§ PASSAGE GIVEN:
◇ ◇ ◇ ◇ ◇
As is evident from the name, an alias is used for specifying an alternate name for an existing index or set of indices. It is specifically useful when we want to fetch documents from multiple indices. In such a case, where we want to run search queries on multiple indices, instead of mentioning all the indices in comma-separated form, we can give a common alias to all the indices and just use that.

Template

It is used to specify common mappings and settings for multiple indices. Whenever a new index matching a specific pattern defined in the template will be created the template will be applied to that index. Any mapping/setting specifically defined while creating the index will take precedence over the ones defined in the template.

Too many theoretical concepts? Let’s get down to the fun part!

Now that we have become familiar with some important concepts of Elasticsearch, let’s see some basic queries. I am assuming that you have Kibana set up in your local machine with Elasticsearch, if not, then please refer to Setting up Elastic Search and Setting up Kibana.

APIs

I will visit some important APIs in Elasticsearch.

  • Create an index
    We can simply use PUT API to create a new index. In this, we define some basic settings like number of shards and number of replicas for our index traveler. Along with this, we define that each of our document can have four fields, name and nationality of keyword type, age of integer type and background of text type.
PUT traveler
{
"settings":{
"number_of_shards":5,
"number_of_replicas":2
},
"mappings":{
"properties":{
"name":{
"type":"keyword"
},
"age":{
"type":"integer"
},
"background":{
"type":"text"
},
"nationality":{
"type":"keyword"
}
}
}
}
  • Insert a document
    Now that we have defined the schema for our index, let’s insert a sample document. In this, we specify the index name, a unique _id for our document and name, age, nationality and background field values.
◇ ◇ ◇ ◇ ◇
§ PROVIDED MATERIAL:
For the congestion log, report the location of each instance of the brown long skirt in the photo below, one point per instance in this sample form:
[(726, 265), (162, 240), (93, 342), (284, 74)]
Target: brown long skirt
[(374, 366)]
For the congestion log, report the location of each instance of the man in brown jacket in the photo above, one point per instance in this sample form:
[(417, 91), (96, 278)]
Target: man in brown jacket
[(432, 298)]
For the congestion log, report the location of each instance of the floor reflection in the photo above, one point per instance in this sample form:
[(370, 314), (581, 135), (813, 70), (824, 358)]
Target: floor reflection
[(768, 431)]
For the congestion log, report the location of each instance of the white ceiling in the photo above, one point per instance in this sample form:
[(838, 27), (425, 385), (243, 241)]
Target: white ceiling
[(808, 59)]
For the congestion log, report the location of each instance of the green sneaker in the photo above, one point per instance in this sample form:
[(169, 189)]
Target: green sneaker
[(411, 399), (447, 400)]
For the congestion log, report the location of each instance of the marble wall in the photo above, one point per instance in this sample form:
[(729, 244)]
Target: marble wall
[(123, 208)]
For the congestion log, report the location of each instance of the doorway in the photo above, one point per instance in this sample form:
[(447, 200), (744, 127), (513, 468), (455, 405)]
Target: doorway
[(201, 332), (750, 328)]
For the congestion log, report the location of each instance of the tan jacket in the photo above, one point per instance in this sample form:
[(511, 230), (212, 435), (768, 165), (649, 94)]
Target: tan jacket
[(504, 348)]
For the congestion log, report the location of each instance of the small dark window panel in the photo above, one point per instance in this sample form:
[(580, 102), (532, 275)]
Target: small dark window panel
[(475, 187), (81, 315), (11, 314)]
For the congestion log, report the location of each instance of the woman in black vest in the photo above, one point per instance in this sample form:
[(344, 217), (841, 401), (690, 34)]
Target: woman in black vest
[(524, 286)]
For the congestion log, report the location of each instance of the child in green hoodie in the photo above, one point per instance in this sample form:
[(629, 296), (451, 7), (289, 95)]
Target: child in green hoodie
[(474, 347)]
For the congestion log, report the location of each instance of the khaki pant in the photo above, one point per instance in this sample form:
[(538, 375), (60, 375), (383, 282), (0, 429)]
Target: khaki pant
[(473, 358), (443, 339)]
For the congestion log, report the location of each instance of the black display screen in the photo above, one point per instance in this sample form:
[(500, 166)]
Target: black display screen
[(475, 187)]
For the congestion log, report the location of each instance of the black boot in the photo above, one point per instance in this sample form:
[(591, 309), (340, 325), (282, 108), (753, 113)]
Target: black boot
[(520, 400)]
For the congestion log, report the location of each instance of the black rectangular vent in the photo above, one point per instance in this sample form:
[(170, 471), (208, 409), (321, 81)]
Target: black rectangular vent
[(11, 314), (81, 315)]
◇ ◇ ◇ ◇ ◇
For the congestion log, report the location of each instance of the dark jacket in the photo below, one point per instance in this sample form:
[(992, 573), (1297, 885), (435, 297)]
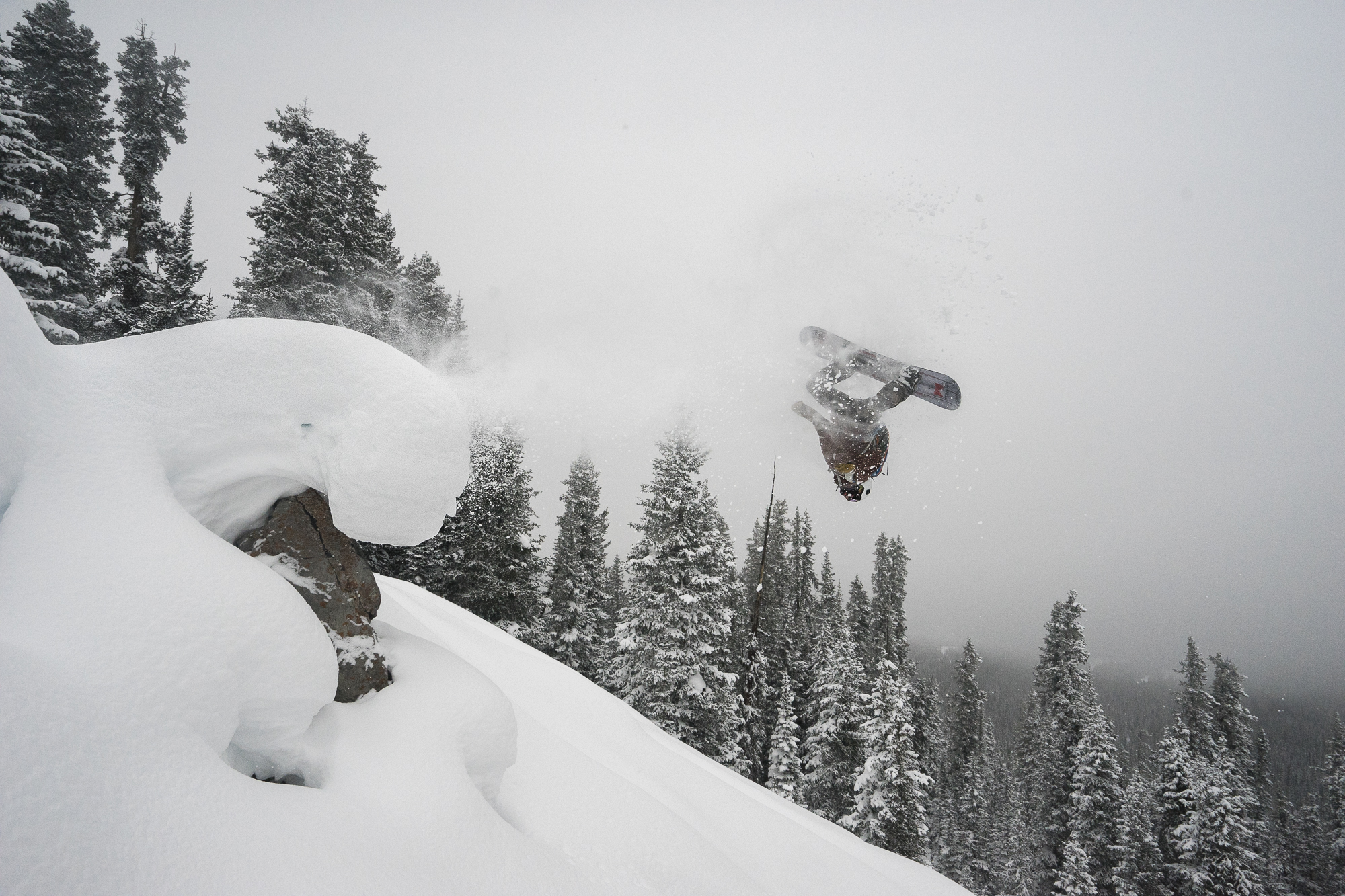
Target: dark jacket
◇ ◇ ◇ ◇ ◇
§ SHORT TASK A: Switch "Kibana" to "OpenSearch Dashboards" and give the Elasticsearch text again between "Too many theoretical" and "APIs in Elasticsearch.", inclusive.
§ SHORT TASK B:
Answer these questions from the Elasticsearch text:
(i) When an index is created, which takes precedence: a mapping or setting defined at creation, or one defined in the template?
(ii) How many shards are set for the index traveler?
(iii) What type is given to the age field?

§ WRITTEN SOLUTION A:
Too many theoretical concepts? Let’s get down to the fun part!

Now that we have become familiar with some important concepts of Elasticsearch, let’s see some basic queries. I am assuming that you have OpenSearch Dashboards set up in your local machine with Elasticsearch, if not, then please refer to Setting up Elastic Search and Setting up OpenSearch Dashboards.

APIs

I will visit some important APIs in Elasticsearch.

§ WRITTEN SOLUTION B:
(i) A mapping or setting defined at creation
(ii) 5
(iii) Integer